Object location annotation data
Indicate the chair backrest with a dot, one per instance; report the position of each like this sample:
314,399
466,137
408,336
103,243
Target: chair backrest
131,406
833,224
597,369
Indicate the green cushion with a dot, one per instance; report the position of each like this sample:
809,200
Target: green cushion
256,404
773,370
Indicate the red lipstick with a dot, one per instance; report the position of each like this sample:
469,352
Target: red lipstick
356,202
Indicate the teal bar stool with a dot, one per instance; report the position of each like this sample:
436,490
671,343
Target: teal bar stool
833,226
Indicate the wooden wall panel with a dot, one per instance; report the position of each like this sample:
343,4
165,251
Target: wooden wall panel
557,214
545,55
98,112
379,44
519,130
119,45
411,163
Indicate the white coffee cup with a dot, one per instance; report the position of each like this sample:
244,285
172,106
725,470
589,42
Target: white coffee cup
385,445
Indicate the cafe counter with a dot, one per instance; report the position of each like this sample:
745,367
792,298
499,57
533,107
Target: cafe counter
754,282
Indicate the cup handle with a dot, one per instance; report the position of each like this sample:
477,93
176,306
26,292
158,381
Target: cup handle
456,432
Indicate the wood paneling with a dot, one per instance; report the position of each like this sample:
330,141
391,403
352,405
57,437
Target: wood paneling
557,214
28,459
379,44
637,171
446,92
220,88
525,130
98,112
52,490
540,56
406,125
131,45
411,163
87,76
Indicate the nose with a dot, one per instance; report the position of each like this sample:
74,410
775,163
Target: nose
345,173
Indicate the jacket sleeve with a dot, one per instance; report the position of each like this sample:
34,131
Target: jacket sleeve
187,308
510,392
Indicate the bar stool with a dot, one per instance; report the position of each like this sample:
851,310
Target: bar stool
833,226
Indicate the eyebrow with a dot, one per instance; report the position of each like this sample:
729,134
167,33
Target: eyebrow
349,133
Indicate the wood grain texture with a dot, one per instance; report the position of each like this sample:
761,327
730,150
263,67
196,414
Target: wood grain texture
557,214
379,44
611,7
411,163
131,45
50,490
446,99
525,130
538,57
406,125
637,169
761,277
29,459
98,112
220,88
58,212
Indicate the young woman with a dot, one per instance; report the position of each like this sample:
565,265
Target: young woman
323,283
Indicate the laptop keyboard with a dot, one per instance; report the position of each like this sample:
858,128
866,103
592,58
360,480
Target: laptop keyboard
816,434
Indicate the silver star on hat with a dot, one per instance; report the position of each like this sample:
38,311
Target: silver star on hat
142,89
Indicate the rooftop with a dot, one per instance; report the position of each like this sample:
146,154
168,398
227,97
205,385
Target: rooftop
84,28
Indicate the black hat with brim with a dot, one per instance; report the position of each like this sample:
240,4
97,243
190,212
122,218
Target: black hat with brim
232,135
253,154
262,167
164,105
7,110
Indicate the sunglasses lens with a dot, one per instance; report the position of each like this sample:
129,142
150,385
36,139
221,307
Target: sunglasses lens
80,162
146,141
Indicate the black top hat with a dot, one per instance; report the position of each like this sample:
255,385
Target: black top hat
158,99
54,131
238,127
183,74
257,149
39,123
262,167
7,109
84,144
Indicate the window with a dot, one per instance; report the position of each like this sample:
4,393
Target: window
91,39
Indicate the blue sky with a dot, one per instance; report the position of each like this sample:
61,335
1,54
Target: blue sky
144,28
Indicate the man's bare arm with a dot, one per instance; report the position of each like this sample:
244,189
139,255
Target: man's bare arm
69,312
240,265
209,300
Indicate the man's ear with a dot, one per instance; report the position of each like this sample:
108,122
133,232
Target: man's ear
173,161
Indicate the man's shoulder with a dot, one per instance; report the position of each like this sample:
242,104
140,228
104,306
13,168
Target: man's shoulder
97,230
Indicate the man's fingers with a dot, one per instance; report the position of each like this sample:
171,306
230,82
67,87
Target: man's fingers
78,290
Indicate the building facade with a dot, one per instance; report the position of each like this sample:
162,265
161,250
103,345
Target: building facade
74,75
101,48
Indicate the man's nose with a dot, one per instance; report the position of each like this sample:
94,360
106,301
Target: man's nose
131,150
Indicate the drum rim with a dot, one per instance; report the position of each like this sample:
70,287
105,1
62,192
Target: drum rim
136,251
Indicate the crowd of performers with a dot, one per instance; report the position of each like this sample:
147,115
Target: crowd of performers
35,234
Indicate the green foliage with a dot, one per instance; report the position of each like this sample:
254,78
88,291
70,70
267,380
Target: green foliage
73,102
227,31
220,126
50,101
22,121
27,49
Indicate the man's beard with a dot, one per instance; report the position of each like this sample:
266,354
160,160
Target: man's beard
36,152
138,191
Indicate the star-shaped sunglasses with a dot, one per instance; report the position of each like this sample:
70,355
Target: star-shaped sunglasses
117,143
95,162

*Given problem*
Rewrite the entries, beginning at the line that has "Indicate the man's fingers" and continuing through the end of the entries. Leave each request and its sample points unchanged. Multiply every answer coordinate listed under a "Target" line by 2.4 and round it to a whole number, with halves rounding up.

*Solution to this exercise*
Indicate the man's fingers with a dot, one per instance; report the position of each like this sample:
171,306
230,82
67,87
Target: man's fingers
187,696
Indicate the building facade with a dot, one per instance; report the position of each like this sample:
162,265
161,250
103,345
Target: building facade
178,180
242,115
Indicate the man's nose with a dot, one per instance; report the position of each like this sample:
94,360
106,301
Target: man's nose
314,360
Indicate the drum rim with a dot, one per instance; report the position of each like this sample:
70,287
105,1
62,192
Target: drum rim
326,602
Indicate the crowd of performers with a dot, one per instance; report the position of each like this sample:
147,115
Target: crowd of performers
84,562
Indicate the green foliage with a dot, one per instance; report the position of each like this sample:
254,78
88,291
70,70
267,380
Target: green foliage
175,245
545,74
528,302
120,242
53,290
65,118
Indicate the man's beard with a dot, one per instance; report the position of each like this sample:
266,354
160,160
Target: man's beard
86,365
331,458
Indicate the star-shaped sunglasses with a dot, one per instance; report the position of each like this sample:
70,355
Target: star-shaped sunglasses
281,343
228,389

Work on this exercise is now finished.